--- BEGIN Provided information ---

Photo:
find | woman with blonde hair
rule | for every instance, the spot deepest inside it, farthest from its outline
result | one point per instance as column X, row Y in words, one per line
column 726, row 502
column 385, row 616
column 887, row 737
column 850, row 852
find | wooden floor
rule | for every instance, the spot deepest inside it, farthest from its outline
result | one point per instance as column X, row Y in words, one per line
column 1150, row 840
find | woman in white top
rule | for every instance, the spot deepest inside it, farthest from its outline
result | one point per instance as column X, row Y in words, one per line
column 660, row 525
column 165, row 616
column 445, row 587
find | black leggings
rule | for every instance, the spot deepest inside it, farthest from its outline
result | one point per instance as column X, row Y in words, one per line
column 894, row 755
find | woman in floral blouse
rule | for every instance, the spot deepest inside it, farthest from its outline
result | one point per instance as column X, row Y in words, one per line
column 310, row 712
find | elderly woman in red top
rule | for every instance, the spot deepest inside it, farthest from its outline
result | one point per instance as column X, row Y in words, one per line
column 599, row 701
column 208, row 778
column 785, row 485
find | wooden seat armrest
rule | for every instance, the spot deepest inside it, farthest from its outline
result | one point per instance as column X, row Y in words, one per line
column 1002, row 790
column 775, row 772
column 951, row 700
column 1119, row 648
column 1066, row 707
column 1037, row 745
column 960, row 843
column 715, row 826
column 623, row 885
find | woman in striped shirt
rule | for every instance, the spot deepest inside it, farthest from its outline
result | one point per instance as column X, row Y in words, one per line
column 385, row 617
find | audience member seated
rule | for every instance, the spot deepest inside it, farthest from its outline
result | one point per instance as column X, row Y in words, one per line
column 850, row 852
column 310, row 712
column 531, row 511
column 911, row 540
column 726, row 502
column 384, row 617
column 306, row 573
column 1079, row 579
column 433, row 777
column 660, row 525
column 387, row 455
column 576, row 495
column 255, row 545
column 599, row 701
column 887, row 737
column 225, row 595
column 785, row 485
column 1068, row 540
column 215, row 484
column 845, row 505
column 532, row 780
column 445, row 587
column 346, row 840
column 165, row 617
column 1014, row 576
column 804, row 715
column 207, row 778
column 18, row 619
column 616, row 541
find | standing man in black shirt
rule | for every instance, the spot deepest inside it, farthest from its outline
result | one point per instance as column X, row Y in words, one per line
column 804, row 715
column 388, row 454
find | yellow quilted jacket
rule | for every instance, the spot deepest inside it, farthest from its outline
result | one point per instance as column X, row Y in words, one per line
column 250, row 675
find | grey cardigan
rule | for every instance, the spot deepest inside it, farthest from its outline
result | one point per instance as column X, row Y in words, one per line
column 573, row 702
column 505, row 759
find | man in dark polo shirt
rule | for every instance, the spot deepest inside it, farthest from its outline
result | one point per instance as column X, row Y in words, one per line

--- END Provided information ---

Task to carry out:
Please give the whole listing above as a numbered list, one line per item, leaving out any blank lines.

Response below:
1. Photo:
2. find | woman with blonde hair
3. rule | for every instance, the spot deepest inside it, farthest from its outline
4. result | one point per instance as column X, row Y in words, one per line
5. column 726, row 502
6. column 385, row 616
7. column 887, row 737
8. column 850, row 852
9. find | wooden floor
10. rule | for every instance, the spot deepest inside it, farthest from its outline
11. result | one point per instance as column X, row Y in words, one per line
12. column 1150, row 840
13. find | woman in white top
14. rule | for every instance, the spot deepest inside it, farthest from its outline
15. result | one point per instance as column X, row Y in words, one per line
16. column 660, row 525
17. column 165, row 616
18. column 445, row 587
19. find | black leggings
20. rule | for every instance, the spot deepest inside it, farthest from its outline
21. result | one point per instance as column X, row Y in words, one per line
22. column 894, row 755
23. find | woman in floral blouse
24. rule | for every instance, the spot deepest inside it, farthest from its outline
25. result | one point per instance as column X, row Y in words, one per line
26. column 310, row 712
27. find | elderly woman in red top
28. rule | for every instance, the spot deepest inside it, farthest from its outline
29. result | one point per instance as column X, row Y in words, one per line
30. column 599, row 701
31. column 208, row 778
32. column 785, row 485
33. find | wooden seat armrest
34. rule | for every instance, the spot deepest inside it, farthest from its outline
35. result | one point per instance as column X, row Y in words, one per line
36. column 1002, row 790
37. column 775, row 772
38. column 951, row 700
39. column 1119, row 648
40. column 1066, row 707
41. column 1037, row 745
42. column 960, row 843
43. column 715, row 826
44. column 623, row 885
45. find | woman in striped shirt
46. rule | for every instance, the spot deepest inside it, farthest from its outline
47. result | one point per instance as column X, row Y in words, one per line
48. column 385, row 617
49. find | audience member seated
50. rule | for every instance, the spot deepest inside it, farthest from its outline
51. result | one point per instance as column X, row Y in words, one per line
52. column 850, row 852
53. column 310, row 712
54. column 531, row 511
55. column 911, row 540
56. column 726, row 502
57. column 384, row 617
58. column 306, row 573
59. column 1079, row 579
60. column 433, row 777
61. column 660, row 525
62. column 387, row 455
63. column 576, row 495
64. column 255, row 545
65. column 599, row 701
66. column 887, row 737
67. column 225, row 595
68. column 785, row 485
69. column 1068, row 540
70. column 215, row 484
71. column 845, row 505
72. column 532, row 780
73. column 445, row 587
74. column 346, row 840
75. column 165, row 617
76. column 1014, row 576
77. column 804, row 715
78. column 207, row 778
79. column 18, row 619
80. column 616, row 541
81. find | standing man in black shirt
82. rule | for every instance, the spot deepest inside it, farthest from its outline
83. result | one point per instance as column X, row Y in words, one per line
84. column 804, row 715
85. column 388, row 454
86. find | yellow quilted jacket
87. rule | for every instance, the spot deepest inside it, farthest from its outline
88. result | one point per instance as column X, row Y in words, one per line
89. column 250, row 675
90. find | grey cardigan
91. rule | for every instance, the spot deepest inside it, farthest from its outline
92. result | one point per instance as column X, row Y in words, one per line
93. column 573, row 702
94. column 505, row 759
95. find | man in dark polo shirt
96. rule | for every instance, the spot deepest inside it, farthest from its outline
97. result | one point per instance as column X, row Y in words, one per line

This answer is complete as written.